SELECTED TEXT:

If one studies the economic geology of Rare Earth Elements (REE), it becomes clear that REE’s are frequently (usually?) found in deposits rich in other elements. Deposits of zirconium, tantalum and niobium, for instance, are frequently co-located with REE’s.
The REE’s are found in ore bodies that are naturally enriched in either heavies (yttric or HREE’s) or lights, (ceric or LREE’s). The LREE’s seem to be the most common spread of the REE’s. Molycorp’s Mountain Pass bastnasite deposit is a good example of this.
What is not so widely known is that thorium and/or uranium are nearly always found in these deposits. This might be regarded as a good thing except that companies in the REE business seem to be less interested in actinides than lanthanides. The actinide business is fraught with complications related to the natural radioactivity of Th and U. If one is interested in rare metal production, the matter of radioactivity is unwelcome.
However, there is opportunity here if certain institutional thinking is allowed to expand. I refer to the global preference for uranium and plutonium in the nuclear fuel cycle. Nearly the entire world’s nuclear materials infrastructure was directed to the production of yellowcake and separation of U235 from U238 post WWII. While there has been some experimentation with thorium 232 in the US, and there are some limited initiatives in motion, it has been largely neglected in reactor design and the fuel cycle in favor of uranium and plutonium.
Rare earth element mining and processing naturally produces thorium and uranium. At present, those practicing REE extractive metallurgy have every incentive to avoid concentrating the actinide components owing to the radioactivity. However, if there were a coherent program for the development of an efficient thorium fuel program, this natural resource could be efficiently taken from the REE product streams now or in the future.
Our reliance on energy will trend substantially towards electricity. The greater absolute abundance of Th over U, as well as the ability to use 100 % of the predominant isotope makes thorium a good candidate for energy exploitation. The recent boom in REE exploration has uncovered new sources of thorium. The nuclear genie was let out of the bottle nearly 70 years ago. By now we should be a little smarter about how we use it.

RECORD SET:
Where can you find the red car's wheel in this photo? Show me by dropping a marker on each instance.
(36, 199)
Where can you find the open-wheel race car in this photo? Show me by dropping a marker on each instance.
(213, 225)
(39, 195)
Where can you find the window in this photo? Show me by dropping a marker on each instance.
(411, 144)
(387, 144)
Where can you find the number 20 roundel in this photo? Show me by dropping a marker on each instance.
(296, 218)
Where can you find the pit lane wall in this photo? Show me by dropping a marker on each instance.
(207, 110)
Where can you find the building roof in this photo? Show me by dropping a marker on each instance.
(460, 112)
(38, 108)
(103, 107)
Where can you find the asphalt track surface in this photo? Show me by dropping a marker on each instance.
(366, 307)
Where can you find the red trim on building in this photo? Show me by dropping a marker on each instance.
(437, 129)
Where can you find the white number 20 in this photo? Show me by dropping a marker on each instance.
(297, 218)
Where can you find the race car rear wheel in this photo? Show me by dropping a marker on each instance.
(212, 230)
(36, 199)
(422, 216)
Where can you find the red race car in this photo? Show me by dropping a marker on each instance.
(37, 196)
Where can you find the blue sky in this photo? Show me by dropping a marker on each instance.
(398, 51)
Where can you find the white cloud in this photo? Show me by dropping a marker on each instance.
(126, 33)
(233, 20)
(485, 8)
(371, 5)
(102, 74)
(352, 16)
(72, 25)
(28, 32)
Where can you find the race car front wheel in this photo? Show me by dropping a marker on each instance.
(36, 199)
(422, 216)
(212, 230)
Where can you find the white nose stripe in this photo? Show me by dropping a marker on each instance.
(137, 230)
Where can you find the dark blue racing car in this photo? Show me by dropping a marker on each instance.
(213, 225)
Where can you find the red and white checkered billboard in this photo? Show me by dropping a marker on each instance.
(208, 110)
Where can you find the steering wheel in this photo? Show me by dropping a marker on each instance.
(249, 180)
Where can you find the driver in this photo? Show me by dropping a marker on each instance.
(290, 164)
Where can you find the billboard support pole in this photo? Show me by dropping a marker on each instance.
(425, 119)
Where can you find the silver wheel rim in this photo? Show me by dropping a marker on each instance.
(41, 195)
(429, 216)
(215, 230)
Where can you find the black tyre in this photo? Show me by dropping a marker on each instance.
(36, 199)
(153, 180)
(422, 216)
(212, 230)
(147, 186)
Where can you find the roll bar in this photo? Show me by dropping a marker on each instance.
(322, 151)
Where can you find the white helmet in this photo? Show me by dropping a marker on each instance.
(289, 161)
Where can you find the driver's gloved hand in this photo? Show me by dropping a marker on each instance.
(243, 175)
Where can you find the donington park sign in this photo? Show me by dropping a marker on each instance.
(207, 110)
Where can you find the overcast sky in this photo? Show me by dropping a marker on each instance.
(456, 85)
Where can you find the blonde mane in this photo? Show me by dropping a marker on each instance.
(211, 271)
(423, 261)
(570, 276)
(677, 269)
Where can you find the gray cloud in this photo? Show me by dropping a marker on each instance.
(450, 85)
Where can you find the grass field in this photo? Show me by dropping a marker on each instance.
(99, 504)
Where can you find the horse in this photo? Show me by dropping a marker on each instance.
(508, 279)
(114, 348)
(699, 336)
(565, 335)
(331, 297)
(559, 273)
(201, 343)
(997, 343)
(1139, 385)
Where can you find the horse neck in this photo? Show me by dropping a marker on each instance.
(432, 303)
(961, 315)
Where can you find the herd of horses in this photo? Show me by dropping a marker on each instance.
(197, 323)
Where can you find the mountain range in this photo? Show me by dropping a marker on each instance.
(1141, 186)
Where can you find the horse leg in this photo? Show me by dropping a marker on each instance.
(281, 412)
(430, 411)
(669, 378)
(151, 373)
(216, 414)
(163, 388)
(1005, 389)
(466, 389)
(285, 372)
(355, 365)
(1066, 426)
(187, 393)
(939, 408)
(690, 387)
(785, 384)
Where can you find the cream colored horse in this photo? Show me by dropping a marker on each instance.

YOUR GOAL: Rewrite the rare earth passage from "If one studies" up to and including "example of this.", replacing "zirconium" with "hafnium".

RESPONSE TO THE EXERCISE:
If one studies the economic geology of Rare Earth Elements (REE), it becomes clear that REE’s are frequently (usually?) found in deposits rich in other elements. Deposits of hafnium, tantalum and niobium, for instance, are frequently co-located with REE’s.
The REE’s are found in ore bodies that are naturally enriched in either heavies (yttric or HREE’s) or lights, (ceric or LREE’s). The LREE’s seem to be the most common spread of the REE’s. Molycorp’s Mountain Pass bastnasite deposit is a good example of this.